• EXERCISE DATA:
"""

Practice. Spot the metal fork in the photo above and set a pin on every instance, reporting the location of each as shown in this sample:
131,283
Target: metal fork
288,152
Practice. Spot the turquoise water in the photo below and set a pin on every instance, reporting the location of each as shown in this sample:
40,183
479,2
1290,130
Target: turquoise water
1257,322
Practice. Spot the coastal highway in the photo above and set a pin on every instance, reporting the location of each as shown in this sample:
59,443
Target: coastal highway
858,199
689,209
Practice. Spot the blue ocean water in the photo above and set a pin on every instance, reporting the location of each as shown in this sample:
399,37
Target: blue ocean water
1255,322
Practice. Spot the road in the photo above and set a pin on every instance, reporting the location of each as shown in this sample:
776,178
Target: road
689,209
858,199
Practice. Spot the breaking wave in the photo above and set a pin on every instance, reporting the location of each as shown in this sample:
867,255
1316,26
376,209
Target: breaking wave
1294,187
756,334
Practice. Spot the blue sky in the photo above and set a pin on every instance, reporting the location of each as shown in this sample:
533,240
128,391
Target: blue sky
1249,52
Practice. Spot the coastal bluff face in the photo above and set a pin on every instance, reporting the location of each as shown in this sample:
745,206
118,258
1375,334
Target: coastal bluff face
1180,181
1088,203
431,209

"""

• PROBLEM TO WORK ON: Read through the entries above, and wherever a line holds the string "photo", copy it.

• OUTPUT FOR THIS EXERCISE:
Practice. Spot the metal fork in the photo above and set a pin on every instance, reporting the location of each as shown in this sample:
Practice. Spot the turquoise water in the photo below and set a pin on every instance, reporting the location of each as shown in this sample:
Practice. Spot the coastal highway in the photo above and set a pin on every instance, reporting the location of each as shown in this sample:
Practice. Spot the blue ocean water in the photo above and set a pin on every instance, reporting the location of each as shown in this sample:
Practice. Spot the road in the photo above and set a pin on every instance, reporting the location of each as shown in this sample:
Practice. Spot the breaking wave in the photo above and set a pin on every instance, reporting the location of each as shown in this sample:
Practice. Spot the blue sky in the photo above and set a pin on every instance, reporting the location of each as shown in this sample:
Practice. Spot the coastal bluff face in the photo above and set a pin on every instance, reporting the location of each as shown in this sample:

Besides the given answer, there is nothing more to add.